• GOAL OF THE EXERCISE: Nothing outside the range is wanted. Repeat exactly the lines below from the one with "Task: point out the air" through the one with "Task: point out the door frame".

Region pointing data

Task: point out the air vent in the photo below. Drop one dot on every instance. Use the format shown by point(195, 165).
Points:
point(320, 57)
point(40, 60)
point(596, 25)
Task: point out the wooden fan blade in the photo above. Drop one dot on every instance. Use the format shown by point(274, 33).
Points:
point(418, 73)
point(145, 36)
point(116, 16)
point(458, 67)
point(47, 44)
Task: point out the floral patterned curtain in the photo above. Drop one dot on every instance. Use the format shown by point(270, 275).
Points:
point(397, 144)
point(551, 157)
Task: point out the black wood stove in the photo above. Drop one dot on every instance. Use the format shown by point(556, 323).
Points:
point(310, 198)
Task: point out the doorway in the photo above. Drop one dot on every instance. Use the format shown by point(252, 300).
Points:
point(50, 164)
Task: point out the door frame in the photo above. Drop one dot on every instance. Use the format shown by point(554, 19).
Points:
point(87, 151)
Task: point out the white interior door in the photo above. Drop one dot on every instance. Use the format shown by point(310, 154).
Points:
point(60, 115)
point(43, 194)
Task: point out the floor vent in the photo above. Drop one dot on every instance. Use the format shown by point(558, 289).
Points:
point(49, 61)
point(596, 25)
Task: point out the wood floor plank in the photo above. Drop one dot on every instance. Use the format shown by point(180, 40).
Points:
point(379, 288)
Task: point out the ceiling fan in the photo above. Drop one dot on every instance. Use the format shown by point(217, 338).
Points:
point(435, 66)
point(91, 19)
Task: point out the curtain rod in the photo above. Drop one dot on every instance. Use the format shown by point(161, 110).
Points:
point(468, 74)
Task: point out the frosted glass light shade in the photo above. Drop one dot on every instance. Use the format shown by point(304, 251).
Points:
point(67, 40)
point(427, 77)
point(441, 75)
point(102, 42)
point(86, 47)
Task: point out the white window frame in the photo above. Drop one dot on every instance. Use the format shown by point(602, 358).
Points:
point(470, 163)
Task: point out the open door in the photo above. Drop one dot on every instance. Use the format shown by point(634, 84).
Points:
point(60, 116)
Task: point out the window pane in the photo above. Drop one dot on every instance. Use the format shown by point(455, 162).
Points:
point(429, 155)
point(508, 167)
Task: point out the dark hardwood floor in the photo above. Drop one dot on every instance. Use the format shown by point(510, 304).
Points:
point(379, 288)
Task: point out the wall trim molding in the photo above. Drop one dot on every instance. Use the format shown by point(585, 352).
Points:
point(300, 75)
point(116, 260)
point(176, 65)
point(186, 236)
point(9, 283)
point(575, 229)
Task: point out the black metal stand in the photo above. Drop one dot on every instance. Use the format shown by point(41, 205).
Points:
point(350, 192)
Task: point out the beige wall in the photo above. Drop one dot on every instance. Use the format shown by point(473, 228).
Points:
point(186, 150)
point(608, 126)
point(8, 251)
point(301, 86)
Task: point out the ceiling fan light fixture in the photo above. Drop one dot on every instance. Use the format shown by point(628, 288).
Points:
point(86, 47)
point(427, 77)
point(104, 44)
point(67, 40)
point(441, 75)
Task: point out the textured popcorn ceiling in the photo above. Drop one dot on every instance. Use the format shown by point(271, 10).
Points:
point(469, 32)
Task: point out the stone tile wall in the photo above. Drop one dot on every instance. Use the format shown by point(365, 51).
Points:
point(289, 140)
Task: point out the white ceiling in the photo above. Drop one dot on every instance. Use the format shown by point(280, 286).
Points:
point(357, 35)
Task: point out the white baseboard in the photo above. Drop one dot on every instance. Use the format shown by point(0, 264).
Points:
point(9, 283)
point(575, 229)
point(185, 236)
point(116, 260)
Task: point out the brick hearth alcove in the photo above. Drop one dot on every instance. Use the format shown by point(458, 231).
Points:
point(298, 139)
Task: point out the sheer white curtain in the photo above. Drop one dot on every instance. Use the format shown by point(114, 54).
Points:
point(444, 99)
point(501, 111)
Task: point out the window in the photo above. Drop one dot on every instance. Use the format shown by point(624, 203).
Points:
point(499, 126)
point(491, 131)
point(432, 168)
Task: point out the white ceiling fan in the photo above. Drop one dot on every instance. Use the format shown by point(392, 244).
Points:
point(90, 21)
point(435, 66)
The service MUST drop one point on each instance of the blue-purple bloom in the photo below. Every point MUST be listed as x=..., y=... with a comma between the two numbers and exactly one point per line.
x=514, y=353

* * *

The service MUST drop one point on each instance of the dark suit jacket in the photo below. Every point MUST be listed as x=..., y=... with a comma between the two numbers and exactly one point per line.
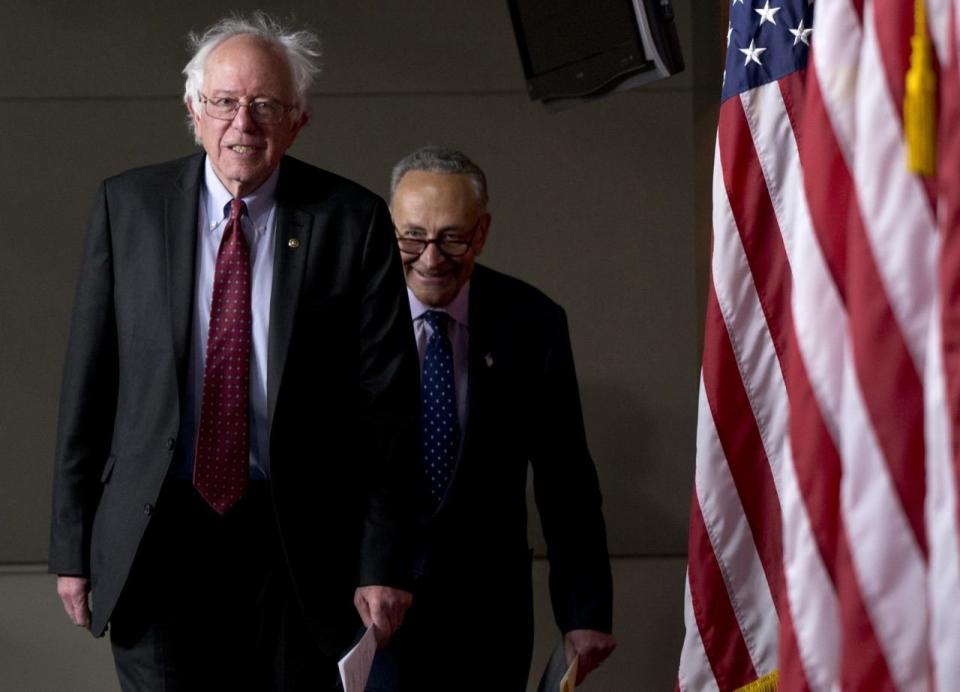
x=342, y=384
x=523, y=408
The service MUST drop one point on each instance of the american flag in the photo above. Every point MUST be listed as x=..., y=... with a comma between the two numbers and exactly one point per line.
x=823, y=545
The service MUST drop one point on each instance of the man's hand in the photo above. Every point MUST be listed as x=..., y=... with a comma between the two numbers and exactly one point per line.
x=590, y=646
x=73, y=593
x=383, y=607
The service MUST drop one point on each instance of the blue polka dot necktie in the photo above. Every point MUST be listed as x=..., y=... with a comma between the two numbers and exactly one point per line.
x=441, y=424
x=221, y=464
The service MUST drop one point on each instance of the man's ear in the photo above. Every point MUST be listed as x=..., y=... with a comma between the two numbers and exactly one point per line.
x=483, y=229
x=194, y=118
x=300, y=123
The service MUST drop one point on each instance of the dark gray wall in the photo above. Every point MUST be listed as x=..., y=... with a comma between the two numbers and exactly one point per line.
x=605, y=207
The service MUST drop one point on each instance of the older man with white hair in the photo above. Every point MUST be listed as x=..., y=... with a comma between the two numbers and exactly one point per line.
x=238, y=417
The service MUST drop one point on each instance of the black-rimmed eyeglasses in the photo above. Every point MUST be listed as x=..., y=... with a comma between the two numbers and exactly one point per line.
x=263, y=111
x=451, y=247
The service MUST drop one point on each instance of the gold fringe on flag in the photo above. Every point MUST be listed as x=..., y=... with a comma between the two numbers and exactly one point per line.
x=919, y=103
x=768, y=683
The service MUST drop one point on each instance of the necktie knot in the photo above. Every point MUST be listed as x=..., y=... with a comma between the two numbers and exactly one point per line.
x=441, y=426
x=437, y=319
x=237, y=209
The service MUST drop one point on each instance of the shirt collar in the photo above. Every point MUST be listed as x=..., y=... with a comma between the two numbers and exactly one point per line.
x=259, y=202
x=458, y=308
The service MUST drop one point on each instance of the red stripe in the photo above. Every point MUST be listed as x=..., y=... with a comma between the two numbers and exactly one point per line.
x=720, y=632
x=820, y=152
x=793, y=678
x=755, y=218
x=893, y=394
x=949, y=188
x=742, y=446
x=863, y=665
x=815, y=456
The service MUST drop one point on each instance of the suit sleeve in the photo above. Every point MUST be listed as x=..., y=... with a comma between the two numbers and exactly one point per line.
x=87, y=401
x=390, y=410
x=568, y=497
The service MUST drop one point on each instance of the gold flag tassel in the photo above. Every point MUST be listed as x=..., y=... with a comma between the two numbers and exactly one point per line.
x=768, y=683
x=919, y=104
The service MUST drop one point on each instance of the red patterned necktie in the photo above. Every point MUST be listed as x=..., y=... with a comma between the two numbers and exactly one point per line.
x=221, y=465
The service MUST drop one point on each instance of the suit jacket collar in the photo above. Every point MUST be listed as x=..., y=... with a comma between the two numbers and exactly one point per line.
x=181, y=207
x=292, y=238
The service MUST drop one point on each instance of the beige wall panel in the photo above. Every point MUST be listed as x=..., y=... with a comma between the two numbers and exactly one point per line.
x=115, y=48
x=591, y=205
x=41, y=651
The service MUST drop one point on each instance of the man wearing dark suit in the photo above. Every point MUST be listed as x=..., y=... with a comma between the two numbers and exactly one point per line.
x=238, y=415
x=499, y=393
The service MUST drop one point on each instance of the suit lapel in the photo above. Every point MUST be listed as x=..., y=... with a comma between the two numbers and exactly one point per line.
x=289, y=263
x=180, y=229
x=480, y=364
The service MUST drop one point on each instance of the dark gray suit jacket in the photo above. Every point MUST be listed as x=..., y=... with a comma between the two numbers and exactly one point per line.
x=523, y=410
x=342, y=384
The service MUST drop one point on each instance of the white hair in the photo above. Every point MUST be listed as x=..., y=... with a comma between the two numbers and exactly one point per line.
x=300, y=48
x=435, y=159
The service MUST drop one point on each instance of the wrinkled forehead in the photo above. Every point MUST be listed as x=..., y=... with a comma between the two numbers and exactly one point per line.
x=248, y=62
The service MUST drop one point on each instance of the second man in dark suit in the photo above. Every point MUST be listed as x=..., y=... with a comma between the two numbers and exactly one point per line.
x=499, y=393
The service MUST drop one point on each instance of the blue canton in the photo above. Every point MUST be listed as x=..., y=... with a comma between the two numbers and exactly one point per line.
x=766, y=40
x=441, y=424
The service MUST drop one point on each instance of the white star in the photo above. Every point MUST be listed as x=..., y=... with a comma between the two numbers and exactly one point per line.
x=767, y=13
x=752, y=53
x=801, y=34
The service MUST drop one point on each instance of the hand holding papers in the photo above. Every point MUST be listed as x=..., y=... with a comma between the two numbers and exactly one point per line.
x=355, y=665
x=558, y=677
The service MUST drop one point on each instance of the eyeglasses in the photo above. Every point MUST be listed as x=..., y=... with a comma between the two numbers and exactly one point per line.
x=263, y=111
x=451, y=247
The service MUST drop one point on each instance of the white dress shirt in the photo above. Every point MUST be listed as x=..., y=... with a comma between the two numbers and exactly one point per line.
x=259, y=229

• TASK SOLUTION:
Task: point out the air vent in the photo below. Drop one dot on every instance. Use the format shown by point(195, 165).
Points:
point(320, 57)
point(40, 60)
point(596, 25)
Task: point out the wooden fan blade in the photo above. Drop one dot on every instance. Use the format shown by point(274, 33).
Points:
point(418, 73)
point(145, 36)
point(116, 16)
point(458, 67)
point(47, 44)
Task: point out the floral patterned curtain in the photo above. Drop one dot on every instance. Use the format shown by point(270, 275).
Points:
point(397, 144)
point(551, 157)
Task: point out the black wood stove in the photo above. Drop one dot on every instance. Use the format shown by point(556, 323).
Points:
point(310, 198)
Task: point out the doorway in the photo above. Drop one dot on every instance. Use the format shown by point(252, 300).
Points:
point(50, 164)
Task: point out the door frame in the photo above. Drop one dot on every instance. Use the format shown by point(554, 19).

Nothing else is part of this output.